═══ Records provided ═══
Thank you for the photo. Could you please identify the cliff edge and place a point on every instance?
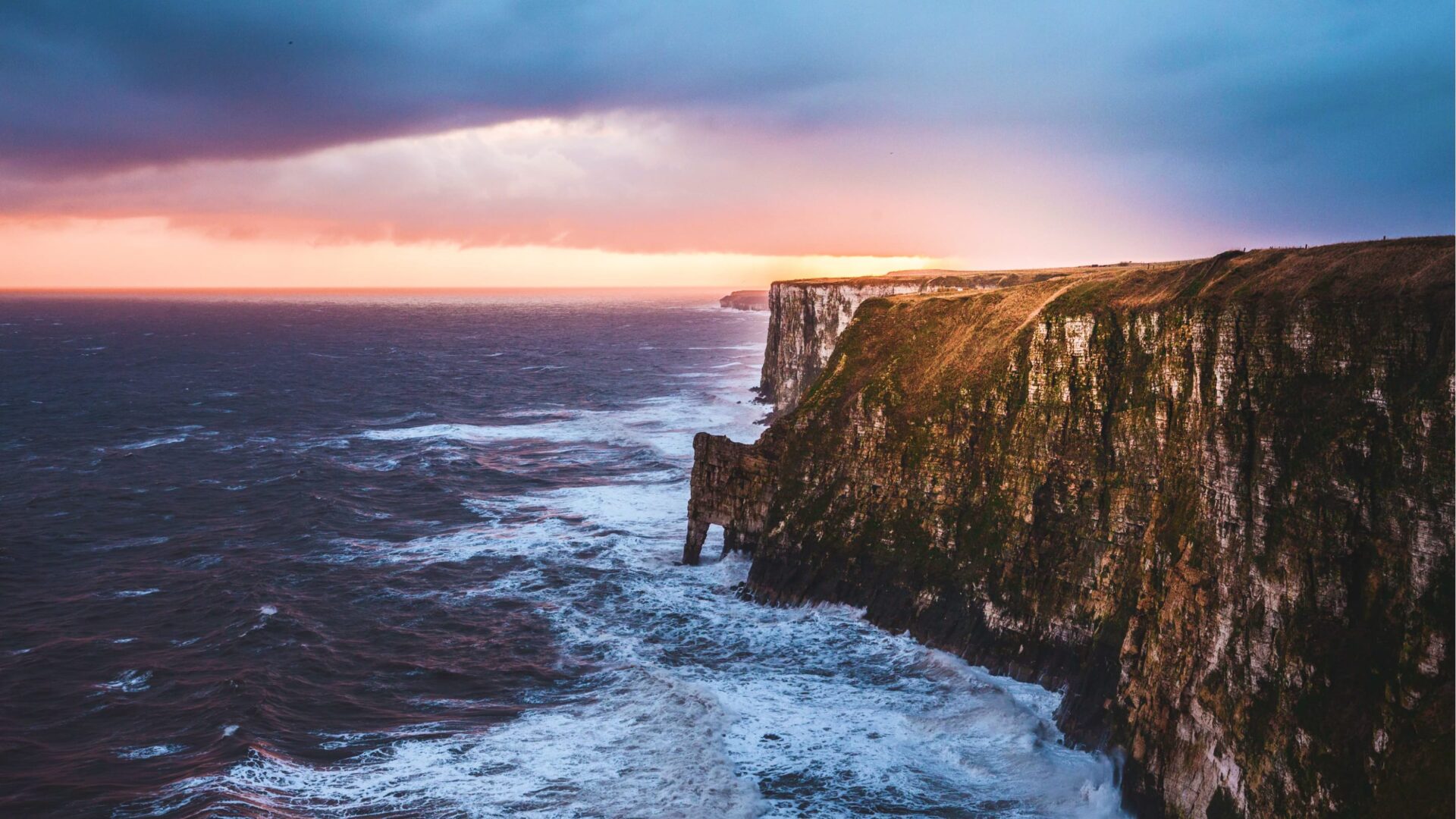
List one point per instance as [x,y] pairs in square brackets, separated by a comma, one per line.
[1212,500]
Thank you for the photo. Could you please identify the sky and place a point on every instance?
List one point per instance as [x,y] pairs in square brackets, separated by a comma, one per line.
[438,143]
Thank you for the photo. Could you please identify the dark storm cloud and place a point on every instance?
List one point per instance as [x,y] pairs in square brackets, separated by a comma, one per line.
[104,85]
[1274,107]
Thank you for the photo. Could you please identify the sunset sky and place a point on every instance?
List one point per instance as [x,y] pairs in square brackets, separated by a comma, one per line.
[619,143]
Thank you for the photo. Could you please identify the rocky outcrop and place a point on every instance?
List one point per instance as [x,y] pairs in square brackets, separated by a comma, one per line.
[730,488]
[746,300]
[1212,502]
[807,316]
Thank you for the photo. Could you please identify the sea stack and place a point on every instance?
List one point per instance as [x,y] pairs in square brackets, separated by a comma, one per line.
[1209,500]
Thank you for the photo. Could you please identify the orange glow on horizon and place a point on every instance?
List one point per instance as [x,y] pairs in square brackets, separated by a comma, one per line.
[150,254]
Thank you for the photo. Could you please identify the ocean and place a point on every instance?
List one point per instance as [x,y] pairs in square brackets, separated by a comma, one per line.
[417,556]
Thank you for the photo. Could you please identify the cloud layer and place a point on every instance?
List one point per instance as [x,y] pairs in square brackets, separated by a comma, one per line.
[927,129]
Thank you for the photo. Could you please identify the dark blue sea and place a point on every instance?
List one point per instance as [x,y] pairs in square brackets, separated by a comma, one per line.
[403,556]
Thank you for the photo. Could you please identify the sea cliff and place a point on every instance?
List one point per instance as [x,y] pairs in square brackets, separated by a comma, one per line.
[1209,500]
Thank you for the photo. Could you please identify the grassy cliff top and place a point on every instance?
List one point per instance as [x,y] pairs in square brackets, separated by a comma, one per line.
[957,334]
[1350,268]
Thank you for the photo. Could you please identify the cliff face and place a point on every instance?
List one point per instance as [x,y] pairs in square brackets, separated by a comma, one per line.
[807,318]
[1213,502]
[746,300]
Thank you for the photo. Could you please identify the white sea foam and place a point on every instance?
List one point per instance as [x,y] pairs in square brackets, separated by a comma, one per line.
[707,704]
[130,681]
[149,444]
[147,752]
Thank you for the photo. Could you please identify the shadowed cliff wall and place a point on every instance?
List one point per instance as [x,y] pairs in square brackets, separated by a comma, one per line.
[1215,502]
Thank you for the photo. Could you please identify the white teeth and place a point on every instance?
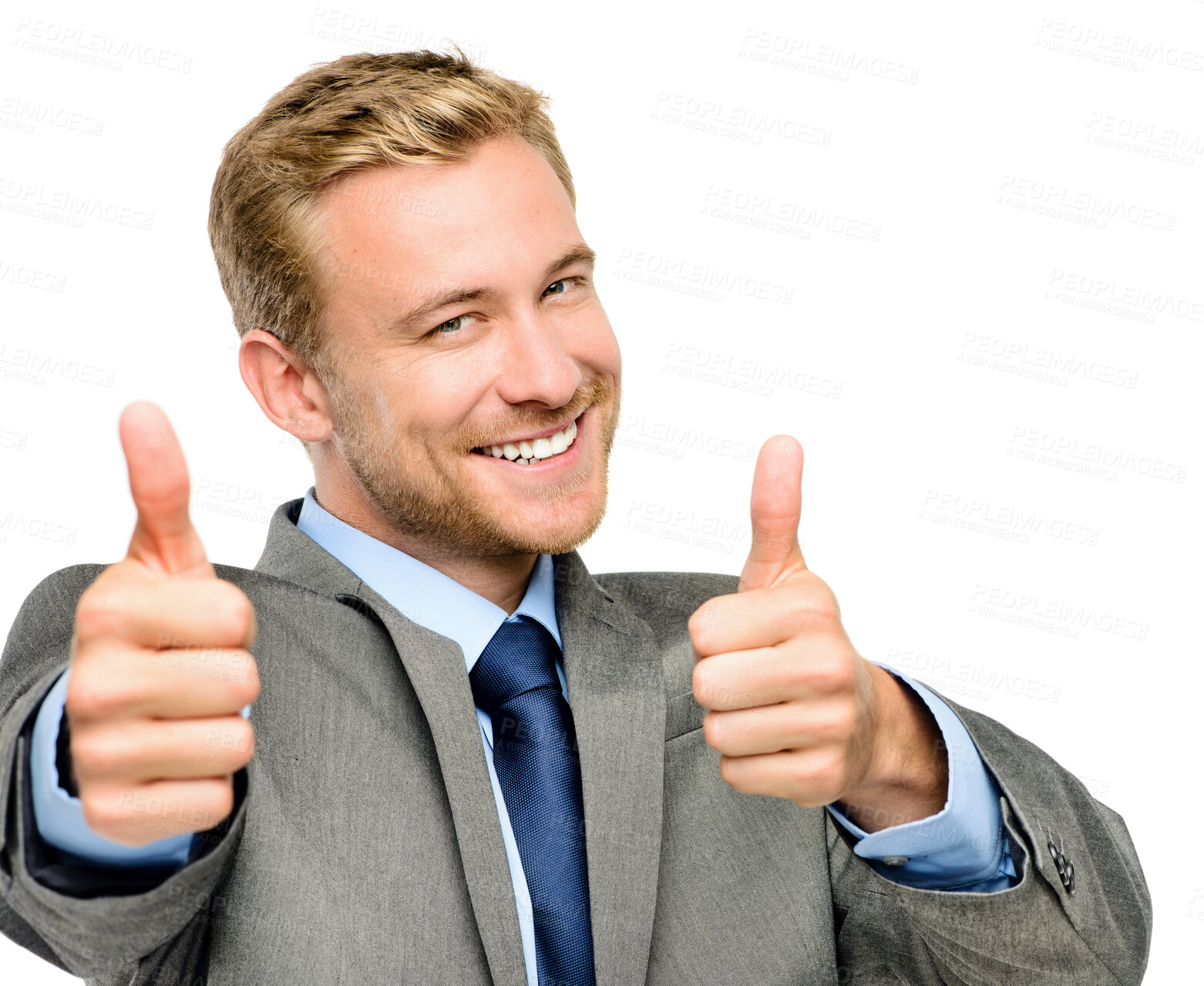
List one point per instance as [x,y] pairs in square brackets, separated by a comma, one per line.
[526,453]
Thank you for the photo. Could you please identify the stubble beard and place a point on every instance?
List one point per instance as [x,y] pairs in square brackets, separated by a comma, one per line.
[436,503]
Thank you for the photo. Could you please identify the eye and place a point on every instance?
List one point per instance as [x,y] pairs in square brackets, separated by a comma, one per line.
[563,281]
[456,324]
[445,326]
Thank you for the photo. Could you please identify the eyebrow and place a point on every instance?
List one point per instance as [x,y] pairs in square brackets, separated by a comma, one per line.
[574,254]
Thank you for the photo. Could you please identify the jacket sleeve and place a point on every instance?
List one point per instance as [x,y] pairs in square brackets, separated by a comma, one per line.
[156,934]
[1080,913]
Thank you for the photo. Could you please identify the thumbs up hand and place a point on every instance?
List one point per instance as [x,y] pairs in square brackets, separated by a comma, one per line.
[159,664]
[794,711]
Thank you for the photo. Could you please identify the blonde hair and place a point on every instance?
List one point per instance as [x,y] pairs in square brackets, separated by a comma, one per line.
[359,111]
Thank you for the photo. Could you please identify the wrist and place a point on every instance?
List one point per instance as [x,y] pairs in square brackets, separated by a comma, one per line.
[906,773]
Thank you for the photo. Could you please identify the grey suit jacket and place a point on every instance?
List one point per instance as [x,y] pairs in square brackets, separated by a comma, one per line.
[366,846]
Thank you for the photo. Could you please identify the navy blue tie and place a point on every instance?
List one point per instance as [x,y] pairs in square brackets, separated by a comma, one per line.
[535,756]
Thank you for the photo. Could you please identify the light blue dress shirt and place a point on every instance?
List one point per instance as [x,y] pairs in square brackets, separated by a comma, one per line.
[964,846]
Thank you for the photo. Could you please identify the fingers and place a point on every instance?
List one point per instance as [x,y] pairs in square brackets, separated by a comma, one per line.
[785,726]
[743,679]
[775,508]
[156,613]
[136,814]
[743,621]
[111,681]
[164,538]
[139,750]
[812,776]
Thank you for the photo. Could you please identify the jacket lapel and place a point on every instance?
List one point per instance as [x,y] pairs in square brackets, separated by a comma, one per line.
[617,694]
[435,666]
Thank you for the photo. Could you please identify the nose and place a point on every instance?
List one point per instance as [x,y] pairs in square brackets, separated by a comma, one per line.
[535,368]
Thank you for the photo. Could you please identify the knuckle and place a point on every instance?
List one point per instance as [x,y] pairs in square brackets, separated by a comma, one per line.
[100,614]
[93,696]
[835,675]
[218,799]
[235,614]
[827,776]
[100,812]
[92,754]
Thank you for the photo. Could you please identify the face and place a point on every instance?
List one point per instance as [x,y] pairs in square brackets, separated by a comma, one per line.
[426,379]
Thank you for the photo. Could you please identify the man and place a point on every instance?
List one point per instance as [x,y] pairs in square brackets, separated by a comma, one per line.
[465,758]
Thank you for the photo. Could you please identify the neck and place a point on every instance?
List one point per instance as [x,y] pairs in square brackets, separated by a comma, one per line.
[501,579]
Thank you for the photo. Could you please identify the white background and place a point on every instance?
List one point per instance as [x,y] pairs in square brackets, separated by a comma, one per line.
[985,244]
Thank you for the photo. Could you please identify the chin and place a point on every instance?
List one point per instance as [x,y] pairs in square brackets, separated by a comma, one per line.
[557,533]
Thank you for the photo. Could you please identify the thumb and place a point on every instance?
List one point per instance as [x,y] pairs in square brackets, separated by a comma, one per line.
[777,506]
[164,537]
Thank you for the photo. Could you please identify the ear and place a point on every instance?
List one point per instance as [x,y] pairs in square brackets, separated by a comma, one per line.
[284,387]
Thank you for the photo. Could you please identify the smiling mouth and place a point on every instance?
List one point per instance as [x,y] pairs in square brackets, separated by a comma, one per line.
[529,452]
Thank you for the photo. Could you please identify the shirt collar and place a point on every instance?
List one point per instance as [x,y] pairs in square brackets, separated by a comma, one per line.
[424,594]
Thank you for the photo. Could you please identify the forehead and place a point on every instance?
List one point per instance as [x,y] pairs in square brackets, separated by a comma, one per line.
[503,203]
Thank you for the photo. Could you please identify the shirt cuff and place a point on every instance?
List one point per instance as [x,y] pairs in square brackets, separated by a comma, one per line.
[59,816]
[964,846]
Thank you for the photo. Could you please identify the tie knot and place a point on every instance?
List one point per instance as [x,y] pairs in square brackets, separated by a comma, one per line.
[520,658]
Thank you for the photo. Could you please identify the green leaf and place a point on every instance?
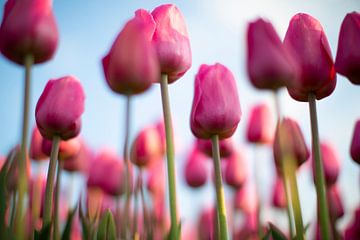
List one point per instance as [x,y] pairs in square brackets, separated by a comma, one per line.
[106,230]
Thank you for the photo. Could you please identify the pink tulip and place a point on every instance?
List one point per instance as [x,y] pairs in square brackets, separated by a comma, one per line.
[35,151]
[60,107]
[259,128]
[67,149]
[216,107]
[355,143]
[347,61]
[28,28]
[196,173]
[131,66]
[236,170]
[269,63]
[171,41]
[146,147]
[295,143]
[306,38]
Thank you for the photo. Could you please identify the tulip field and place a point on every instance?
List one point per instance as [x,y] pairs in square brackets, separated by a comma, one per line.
[184,120]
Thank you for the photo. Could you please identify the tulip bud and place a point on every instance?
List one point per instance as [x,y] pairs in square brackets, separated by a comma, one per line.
═══
=== What you have to do ===
Pictures in the data above should not be copied; transcribe everything else exactly.

=== Response to the task ===
Thank you for the photo. Could you please identify the cliff edge and place a point on every instance?
List one point per instance as [x,y] pairs in square brackets, separated by a comma, one per line.
[1212,500]
Thank you for the photo. Could you please identify the sky and place a point on every instance?
List one point per instance as [x,y] pairs in square brackets, separated by a comma, one per line.
[438,143]
Thank you for the photo. Could you please identify the dark storm cloud and place a point on every instance?
List one point per instance as [x,y] pairs in square brackets, separated by a comma, one per line.
[104,85]
[1274,107]
Thank you for the photo. Could you please identify the sunset sky and place a point on every instance?
List one point per instance as [x,y] pairs in square brackets, separated by a comma, one per line.
[619,143]
Thank you for the photo. Could you please identify the rocky outcrop and place a point on every instance?
List one point per instance as [x,y] pairs in square brackets, separated by a comma, one per line.
[730,488]
[746,300]
[1212,502]
[807,316]
Thank you for the photo. Could you please identify the sea stack and place a point on every instance?
List one point per instance as [x,y] pairs in square brackets, separated by a comma, one per line.
[1209,500]
Thank you for the photo. Could you please identify the orange glow on horizon and place a point on every instance?
List one point per instance as [x,y] pairs in square brackets, separated by a comma, one per line.
[150,254]
Thank you for the photo. Could you please identify the ocean and place a point on every instance?
List one point per instance as [x,y] pairs in square brackets, separated by a comma, one per line.
[417,556]
Thank you for the photo. Could you please identify the cloud layer and place a point on every instance?
List one point per instance as [x,y] pairs in square brackets, separated by a comma, one per line.
[927,129]
Thank you for the photo. Could you please identify the dark blue sea and place a point on every instance?
List one point per instance as [x,y] pairs in square brackets, separated by a comma, one per line.
[403,556]
Thank you for the photo. Could you please identify the sea cliff and place a point on every instance?
List one point per instance as [x,y] pairs in square brackets, separated by a comma, one per line.
[1209,500]
Thank you for the photo. Could you please identify the grassy cliff top and place a point on every instance?
List one point per instance as [x,y] pairs in square brackets, separated by a comma, one per line.
[957,334]
[1350,268]
Thank you for the photo. Could you please identify the cliff face and place a point on every instance?
List one point per instance as [x,y] pairs in square brackets, separated by a comma, one per line.
[807,318]
[1213,502]
[746,300]
Thank you for the photo. Could you please identify the white sea foam and place a point on every instance?
List one point per instance as [x,y] pairs in square brackets, separated by a comma, one per line.
[707,704]
[130,681]
[149,444]
[147,752]
Thank you for the photo. Could you please identify the shadowed cliff wall and place a point on every instance?
List one point per instance as [x,y] pairs in square brackets, separated by a comma, one per line.
[1215,502]
Thank you for the photo. Could you please identify the white teeth and place a point on every instance?
List one point per instance as [x,y] pairs in square brackets, separated by a comma, one per line.
[526,453]
Thank you for the photo. Could you please identify the stubble beard and place a point on every instance?
List one point per instance as [x,y] pairs in square brackets, separated by a comma, one per line.
[436,503]
Thank you for the photo. Could you please identify the eye and place a point on every instance?
List one point per instance as [x,y] pairs in square brackets, separated by a comma, one per line.
[563,281]
[456,324]
[445,326]
Thank you for the photo. Could you please identify the eyebrow and place a point on every instance?
List one point per instance as [x,y] pairs in square brackets, separated by a comma, one per line.
[574,254]
Thank you for the photo. Could you please identify the jacket sleeve and place a point on every instance?
List one point per instance as [x,y] pairs in square brackets, separated by a comma, one per line.
[156,934]
[1080,913]
Thank you for the photo. Could you please identify the thumbs up hand and place a point on every instance?
List one point per instance as [x,y] pairs in square brackets, separated by a comma, one per line.
[159,664]
[794,711]
Thank you for the photo. Could you please identify the blonde hair and place a point on every instance?
List one point per instance as [x,y] pairs in square brackets, separated by a comma, one per line.
[359,111]
Thank you for the photo. Could you please identify the wrist and place a point on every instance?
List one point per instance as [x,y] pairs in square brackets, separated by a comma, one per line.
[906,773]
Thank you for the photo. Could you please identify the grey suit jacket and place a point on every instance?
List one point per instance as [x,y] pairs in square brackets, separated by a comma, one per line.
[366,846]
Thank you for the photo. Could you please identify the navy blue tie and place a point on every instance?
List one point per instance as [x,y] pairs in square brackets, separated by a comma, one per line.
[535,756]
Thank you for the photo. Could you please identify the light blue dress shirt and place a point on every instance?
List one point per instance as [x,y] pairs in square brackets, separated by a comma, one per line.
[964,846]
Thank you for the photo. Could you please identify the fingers and place a point on every instance?
List one point per instance as [x,y] pairs in square brackets, separated by a comma, one per line.
[785,726]
[743,679]
[775,508]
[156,613]
[136,814]
[743,621]
[111,681]
[164,538]
[139,750]
[812,776]
Thank you for the photo. Could you please identify the jacket lapel and place a point on every instance?
List one point per instance as [x,y] pairs in square brackets, separated by a comma, one per line.
[617,694]
[435,666]
Thank you for the photo. Could you please identify the nose and place a point on every instance?
List one point per instance as [x,y] pairs in square brackets, separated by a comma, one per line.
[535,368]
Thank you for the photo. Could you please identify the knuckle and place a point on every instance?
List one point per instance as [x,y] pairs in square brackets, separated by a comma, one per line.
[100,614]
[93,696]
[835,675]
[218,799]
[235,614]
[827,776]
[100,812]
[92,754]
Thank you for the photo. Could you please identify the face and place a point on every instance?
List one point per instance as [x,y] pairs in square brackets, separated by a comma, one per line.
[426,379]
Thank you for the photo. Could you please identify the man and place a point on every instance?
List one point per instance as [x,y] pairs in square brackets, separated by a comma, one per line.
[465,758]
Thank you for the photo. Could you please identify the neck and place a point on every instance?
List one point per instance as [x,y] pairs in square brackets, separated by a comma, one per line.
[501,579]
Thank you for the photo. Could you please identify the white background and place a point on every instance?
List one point per instance as [x,y] pairs in square brackets, separated by a comma, one per line.
[985,244]
Thank you for the photo. Could you please identify the chin and place a point on every instance?
List one point per instance as [x,y] pairs in square brackets, separated by a comma, one per line.
[557,533]
Thank you for the photo. Could you please identify the thumb and place a point on every instance?
List one point per instance as [x,y] pairs in square brackets, separated by a comma, one per line.
[777,506]
[164,537]
Thank you for the photo. Could you please identify the ear and place a point on every instance?
List one point per instance as [x,y] pairs in square brackets, separated by a comma, one per line.
[284,387]
Thank you for the photo. Could you please identify the smiling mouth and place a point on every instance?
List one point per instance as [x,y] pairs in square brackets, separated by a comma, one per line.
[529,452]
Thank you for the photo. Could you please identify the shirt collar and place a point on every instance?
List one point per instance as [x,y] pairs in square brackets, separated by a comma, one per line.
[424,594]
Thank you for the photo. Could you please identify the forehead and place a point on every instance?
List one point per instance as [x,y] pairs in square brackets, separated by a comma, one per line.
[503,203]
Thank you for the photo. Could you please identify the shirt cuff and place a point on every instance?
List one point per instance as [x,y] pairs in square brackets, separated by a comma, one per line.
[59,816]
[964,846]
Thank you for the photo. Could you please identify the tie knot and place a point on every instance?
List one point per instance as [x,y] pairs in square brackets, separated by a comma, one per line.
[520,658]
Thank you for the photo. Could you please identify the green leaf and place a point on every instance?
List one point per instance as [x,y] pairs in square brackets, separated by a comma, one per line.
[106,230]
Thank you for the photo. Could you please identify the pink tulip and place a point on every instance?
List one point per instance as [x,y] pairs in square brackets, separated by a comma, one per line.
[35,151]
[60,107]
[259,128]
[67,149]
[216,107]
[355,143]
[347,61]
[28,28]
[196,173]
[131,66]
[236,170]
[269,63]
[171,41]
[146,147]
[295,143]
[306,38]
Thank you for the photo. Could you please identify the tulip field and place a point on every instance?
List one point per instance as [x,y] pairs in square brackets, separated by a comma, one per line.
[184,120]
Thank you for the photo. Could you please identify the tulip bud and place a point on every instance?
List one point per instance as [x,y] pairs in square brackets, separated by a comma, one per line.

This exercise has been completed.